Instructions for the task
Count up the lines below where the word "house" shows up, and respond with the number alone.

[Extracted records]
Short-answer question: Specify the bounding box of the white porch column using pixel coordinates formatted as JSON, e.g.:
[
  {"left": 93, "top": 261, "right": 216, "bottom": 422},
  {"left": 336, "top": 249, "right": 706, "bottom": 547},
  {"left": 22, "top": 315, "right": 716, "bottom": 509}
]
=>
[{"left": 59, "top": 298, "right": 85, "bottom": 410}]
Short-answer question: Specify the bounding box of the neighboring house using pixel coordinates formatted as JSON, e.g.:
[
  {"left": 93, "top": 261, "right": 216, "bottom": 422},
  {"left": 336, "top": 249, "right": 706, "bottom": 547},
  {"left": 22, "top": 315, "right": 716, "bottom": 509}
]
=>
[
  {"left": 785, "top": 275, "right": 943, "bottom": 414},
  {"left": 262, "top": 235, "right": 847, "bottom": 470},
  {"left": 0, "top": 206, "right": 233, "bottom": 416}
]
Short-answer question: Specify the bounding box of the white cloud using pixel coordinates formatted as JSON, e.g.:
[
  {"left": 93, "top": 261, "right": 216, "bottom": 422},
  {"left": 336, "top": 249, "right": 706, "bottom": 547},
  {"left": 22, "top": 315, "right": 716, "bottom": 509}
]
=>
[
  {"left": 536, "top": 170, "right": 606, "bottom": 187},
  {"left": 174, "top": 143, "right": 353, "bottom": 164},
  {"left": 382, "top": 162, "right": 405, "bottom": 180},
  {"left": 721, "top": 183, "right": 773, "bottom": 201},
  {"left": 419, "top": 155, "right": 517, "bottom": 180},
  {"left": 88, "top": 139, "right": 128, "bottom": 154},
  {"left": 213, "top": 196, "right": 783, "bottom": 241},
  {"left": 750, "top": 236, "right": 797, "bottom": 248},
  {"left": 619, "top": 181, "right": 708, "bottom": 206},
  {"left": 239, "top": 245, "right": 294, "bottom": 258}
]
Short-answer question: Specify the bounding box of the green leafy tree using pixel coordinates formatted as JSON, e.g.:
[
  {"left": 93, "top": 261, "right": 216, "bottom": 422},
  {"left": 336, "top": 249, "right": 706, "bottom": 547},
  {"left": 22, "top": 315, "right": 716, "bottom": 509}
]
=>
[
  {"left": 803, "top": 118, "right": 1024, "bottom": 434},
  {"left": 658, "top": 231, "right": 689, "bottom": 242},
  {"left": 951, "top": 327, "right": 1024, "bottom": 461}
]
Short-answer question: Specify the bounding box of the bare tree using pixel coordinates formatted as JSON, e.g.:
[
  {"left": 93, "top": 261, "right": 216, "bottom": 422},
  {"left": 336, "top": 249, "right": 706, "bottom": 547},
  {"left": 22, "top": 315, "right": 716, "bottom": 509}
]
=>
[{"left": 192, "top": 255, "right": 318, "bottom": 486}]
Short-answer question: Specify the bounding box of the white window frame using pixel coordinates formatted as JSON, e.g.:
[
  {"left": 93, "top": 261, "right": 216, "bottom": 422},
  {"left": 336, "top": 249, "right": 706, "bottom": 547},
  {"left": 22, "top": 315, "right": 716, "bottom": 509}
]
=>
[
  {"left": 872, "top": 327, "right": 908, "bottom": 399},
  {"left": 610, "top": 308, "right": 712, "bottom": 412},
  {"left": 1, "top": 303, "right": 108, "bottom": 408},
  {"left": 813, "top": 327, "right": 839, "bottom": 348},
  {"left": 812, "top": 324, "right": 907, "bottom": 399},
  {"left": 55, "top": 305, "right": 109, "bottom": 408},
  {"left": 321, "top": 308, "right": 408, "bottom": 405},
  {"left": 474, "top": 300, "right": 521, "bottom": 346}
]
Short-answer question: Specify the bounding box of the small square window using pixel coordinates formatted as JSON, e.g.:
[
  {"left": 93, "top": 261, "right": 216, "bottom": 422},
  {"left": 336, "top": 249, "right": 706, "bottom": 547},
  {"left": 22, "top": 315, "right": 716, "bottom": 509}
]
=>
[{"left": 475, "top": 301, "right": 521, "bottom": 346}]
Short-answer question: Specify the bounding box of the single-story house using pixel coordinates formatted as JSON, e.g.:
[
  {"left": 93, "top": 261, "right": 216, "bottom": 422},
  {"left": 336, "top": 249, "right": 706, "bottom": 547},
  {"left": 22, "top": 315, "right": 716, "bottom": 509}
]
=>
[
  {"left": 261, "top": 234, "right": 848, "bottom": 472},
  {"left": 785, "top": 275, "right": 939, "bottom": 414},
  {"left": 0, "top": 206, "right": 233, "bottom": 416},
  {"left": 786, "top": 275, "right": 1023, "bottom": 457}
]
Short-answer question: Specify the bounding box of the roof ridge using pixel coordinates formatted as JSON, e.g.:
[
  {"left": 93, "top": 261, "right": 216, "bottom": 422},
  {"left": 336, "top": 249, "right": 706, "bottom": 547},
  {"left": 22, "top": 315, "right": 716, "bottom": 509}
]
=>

Solved exercise
2